[Dataset entries]
______________________________
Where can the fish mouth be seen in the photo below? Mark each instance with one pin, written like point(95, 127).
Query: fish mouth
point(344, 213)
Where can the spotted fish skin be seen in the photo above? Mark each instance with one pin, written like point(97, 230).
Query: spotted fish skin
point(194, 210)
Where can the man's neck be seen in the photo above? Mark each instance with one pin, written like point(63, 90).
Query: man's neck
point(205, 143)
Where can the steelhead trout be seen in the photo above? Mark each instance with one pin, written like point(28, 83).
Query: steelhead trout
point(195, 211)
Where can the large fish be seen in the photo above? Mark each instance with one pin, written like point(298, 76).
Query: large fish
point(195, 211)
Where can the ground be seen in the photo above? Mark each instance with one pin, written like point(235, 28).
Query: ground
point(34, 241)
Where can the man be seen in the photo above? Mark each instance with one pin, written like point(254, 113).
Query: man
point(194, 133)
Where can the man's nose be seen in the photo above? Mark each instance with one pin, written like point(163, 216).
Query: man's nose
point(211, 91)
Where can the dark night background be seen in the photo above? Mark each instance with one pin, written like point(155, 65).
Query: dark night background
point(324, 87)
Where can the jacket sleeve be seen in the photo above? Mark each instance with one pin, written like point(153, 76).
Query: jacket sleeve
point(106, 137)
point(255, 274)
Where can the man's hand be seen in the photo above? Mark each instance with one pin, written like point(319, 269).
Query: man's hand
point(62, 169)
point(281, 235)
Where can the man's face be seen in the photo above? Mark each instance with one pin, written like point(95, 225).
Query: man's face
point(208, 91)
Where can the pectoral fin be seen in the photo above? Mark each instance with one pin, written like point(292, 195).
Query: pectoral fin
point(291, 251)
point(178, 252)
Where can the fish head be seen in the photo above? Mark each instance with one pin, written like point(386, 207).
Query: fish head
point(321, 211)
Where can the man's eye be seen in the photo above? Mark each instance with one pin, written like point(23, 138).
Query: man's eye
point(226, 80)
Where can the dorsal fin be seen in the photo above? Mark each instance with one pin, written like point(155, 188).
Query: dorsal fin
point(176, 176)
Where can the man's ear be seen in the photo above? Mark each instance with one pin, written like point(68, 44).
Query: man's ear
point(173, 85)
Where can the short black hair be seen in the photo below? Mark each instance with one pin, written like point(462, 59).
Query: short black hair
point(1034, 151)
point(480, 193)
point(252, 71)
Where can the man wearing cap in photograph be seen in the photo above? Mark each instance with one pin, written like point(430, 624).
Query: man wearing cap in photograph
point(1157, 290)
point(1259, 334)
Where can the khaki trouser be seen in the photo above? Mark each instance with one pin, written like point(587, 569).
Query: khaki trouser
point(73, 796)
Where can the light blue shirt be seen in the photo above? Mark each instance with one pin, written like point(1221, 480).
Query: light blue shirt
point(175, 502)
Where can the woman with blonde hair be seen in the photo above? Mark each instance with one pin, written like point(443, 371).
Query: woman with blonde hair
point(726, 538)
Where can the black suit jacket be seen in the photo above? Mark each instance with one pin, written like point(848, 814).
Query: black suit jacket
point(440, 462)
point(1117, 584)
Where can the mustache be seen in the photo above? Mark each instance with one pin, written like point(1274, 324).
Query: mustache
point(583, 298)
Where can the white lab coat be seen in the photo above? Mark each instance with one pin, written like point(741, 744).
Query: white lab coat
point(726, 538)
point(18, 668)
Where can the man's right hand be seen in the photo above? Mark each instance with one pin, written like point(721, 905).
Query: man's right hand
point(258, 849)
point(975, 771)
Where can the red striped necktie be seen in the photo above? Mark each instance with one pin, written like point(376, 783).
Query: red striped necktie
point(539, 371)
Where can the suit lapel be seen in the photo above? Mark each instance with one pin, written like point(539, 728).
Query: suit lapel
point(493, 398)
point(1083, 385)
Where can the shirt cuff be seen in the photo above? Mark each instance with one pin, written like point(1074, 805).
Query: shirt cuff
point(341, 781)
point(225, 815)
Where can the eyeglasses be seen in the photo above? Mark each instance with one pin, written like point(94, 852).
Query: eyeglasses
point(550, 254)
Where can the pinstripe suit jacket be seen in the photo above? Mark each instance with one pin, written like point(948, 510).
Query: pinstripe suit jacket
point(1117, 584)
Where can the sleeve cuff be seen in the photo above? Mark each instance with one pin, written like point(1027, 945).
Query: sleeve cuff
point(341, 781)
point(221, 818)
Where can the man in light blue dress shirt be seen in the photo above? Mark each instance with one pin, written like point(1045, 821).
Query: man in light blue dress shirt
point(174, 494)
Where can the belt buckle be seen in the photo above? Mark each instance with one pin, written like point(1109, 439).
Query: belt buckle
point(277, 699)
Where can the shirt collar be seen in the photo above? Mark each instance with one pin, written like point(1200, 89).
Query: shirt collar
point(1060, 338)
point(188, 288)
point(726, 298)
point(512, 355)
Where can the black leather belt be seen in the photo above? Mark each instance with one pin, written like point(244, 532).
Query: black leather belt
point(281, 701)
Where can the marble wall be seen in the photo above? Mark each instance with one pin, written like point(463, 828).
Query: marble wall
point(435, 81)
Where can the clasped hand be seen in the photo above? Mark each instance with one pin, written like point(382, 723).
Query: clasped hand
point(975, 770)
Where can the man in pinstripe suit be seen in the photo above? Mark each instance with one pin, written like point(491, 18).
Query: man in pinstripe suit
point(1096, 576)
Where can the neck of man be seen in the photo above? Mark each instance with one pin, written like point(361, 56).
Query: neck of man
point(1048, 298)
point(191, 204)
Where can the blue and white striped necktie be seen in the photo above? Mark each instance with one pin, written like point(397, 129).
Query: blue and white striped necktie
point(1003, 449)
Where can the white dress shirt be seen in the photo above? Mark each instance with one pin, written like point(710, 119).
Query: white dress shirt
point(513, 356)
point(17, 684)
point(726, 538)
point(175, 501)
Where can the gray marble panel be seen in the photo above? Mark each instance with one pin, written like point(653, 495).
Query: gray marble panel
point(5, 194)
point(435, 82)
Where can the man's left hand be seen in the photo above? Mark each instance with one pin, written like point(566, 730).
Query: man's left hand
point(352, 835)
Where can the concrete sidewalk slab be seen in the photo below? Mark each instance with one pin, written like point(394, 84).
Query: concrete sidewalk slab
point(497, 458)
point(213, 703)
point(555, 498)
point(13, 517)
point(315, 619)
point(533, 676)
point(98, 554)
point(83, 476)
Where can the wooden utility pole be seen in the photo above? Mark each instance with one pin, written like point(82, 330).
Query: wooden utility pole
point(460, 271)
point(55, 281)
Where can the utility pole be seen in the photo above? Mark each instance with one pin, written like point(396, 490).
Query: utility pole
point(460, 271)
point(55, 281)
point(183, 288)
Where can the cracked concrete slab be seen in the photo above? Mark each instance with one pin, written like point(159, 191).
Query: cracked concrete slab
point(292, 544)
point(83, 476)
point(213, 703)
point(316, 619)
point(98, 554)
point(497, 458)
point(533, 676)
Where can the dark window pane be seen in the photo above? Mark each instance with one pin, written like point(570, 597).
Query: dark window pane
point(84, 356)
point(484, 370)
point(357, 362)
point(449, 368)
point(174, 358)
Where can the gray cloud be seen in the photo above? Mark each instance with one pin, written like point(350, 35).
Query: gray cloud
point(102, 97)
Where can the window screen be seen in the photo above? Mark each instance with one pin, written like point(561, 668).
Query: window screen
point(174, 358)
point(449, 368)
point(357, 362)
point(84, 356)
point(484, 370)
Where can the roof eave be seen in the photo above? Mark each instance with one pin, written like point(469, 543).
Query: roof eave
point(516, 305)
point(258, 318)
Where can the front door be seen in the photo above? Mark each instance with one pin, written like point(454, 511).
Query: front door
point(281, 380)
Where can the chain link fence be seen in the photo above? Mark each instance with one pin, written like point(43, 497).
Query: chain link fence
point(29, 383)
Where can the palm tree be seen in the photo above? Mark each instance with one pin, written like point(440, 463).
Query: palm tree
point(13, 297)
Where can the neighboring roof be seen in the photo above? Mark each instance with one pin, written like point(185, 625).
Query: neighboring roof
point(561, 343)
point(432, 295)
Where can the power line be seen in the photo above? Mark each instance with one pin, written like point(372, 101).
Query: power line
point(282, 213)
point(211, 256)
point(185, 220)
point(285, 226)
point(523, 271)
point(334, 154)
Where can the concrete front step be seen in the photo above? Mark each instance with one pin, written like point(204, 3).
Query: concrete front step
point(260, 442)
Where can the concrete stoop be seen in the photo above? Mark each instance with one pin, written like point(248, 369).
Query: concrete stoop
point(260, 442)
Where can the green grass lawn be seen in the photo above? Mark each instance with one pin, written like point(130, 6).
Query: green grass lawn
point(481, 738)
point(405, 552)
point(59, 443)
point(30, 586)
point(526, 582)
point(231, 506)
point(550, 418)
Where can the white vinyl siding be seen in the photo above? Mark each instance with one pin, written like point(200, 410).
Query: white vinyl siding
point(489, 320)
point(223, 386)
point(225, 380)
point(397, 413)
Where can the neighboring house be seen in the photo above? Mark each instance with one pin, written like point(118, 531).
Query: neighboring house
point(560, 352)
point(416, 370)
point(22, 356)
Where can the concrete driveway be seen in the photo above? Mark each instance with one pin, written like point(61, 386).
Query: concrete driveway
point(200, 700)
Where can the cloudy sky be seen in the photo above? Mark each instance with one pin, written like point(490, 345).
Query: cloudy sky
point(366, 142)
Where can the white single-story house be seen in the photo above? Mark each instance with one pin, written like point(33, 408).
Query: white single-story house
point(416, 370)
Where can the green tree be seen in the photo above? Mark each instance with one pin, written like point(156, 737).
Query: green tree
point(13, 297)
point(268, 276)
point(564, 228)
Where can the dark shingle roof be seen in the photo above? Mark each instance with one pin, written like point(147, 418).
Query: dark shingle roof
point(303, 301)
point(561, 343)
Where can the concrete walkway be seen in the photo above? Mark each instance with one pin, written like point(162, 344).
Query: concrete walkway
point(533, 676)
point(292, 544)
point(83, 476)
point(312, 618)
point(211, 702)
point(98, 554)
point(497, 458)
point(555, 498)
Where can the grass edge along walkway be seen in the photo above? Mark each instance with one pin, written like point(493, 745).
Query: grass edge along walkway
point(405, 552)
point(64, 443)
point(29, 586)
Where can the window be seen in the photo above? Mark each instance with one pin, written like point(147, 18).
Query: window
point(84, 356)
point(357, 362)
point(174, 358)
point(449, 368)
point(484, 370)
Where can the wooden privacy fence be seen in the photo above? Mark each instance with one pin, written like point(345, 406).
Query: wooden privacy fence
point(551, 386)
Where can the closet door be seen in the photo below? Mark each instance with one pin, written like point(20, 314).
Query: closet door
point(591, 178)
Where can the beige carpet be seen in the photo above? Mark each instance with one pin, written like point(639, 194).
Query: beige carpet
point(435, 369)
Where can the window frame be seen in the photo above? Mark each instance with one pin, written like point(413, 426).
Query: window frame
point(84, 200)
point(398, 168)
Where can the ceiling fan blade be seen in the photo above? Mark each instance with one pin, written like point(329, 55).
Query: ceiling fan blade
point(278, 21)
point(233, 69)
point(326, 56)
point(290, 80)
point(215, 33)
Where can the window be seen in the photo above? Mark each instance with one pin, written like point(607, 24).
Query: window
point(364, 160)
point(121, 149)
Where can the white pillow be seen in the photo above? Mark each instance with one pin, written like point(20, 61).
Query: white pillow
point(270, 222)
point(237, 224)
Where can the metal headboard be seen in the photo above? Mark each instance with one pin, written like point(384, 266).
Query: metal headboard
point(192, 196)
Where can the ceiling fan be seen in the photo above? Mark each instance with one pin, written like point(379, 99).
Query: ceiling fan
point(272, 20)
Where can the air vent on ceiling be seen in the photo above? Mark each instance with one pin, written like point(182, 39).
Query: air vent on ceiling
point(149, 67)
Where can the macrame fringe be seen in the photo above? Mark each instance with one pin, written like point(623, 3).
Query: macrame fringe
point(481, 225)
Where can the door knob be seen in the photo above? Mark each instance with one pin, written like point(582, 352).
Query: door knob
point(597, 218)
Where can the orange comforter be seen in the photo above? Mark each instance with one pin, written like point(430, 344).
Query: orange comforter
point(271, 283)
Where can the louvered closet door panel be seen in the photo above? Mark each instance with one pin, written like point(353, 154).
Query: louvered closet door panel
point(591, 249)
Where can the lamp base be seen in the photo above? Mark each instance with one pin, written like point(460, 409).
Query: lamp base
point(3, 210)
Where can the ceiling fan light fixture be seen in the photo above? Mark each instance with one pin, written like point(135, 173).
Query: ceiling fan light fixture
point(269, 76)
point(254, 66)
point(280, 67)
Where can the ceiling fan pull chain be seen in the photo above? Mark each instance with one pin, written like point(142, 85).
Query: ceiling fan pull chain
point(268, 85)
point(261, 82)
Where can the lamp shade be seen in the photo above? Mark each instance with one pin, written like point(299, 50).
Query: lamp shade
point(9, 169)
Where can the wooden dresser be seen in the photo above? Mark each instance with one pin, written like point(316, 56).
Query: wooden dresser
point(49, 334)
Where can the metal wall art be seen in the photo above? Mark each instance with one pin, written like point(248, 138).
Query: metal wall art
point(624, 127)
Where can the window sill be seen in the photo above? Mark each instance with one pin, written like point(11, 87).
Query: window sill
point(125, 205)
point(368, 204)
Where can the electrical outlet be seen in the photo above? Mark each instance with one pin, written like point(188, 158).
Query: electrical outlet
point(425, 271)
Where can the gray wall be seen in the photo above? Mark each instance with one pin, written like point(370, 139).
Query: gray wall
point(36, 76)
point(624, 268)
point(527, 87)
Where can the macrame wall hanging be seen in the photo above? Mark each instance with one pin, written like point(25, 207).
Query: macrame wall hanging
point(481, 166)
______________________________
Lines holding "below": copy each one from the records above.

- RESULT FOR THIS TASK -
Where can the fish mouth be seen in the photo below? Mark each instance with one pin, written like point(95, 127).
Where can the short black hair be seen in the photo below? Mark each instance with one pin, written like point(462, 59).
Where can the concrete sidewalk slab be seen in the photo below? Mark each instance with one pin, written like point(394, 84).
Where can the closet door be seen in the photo below? Mark each instance with one pin, written like point(20, 314).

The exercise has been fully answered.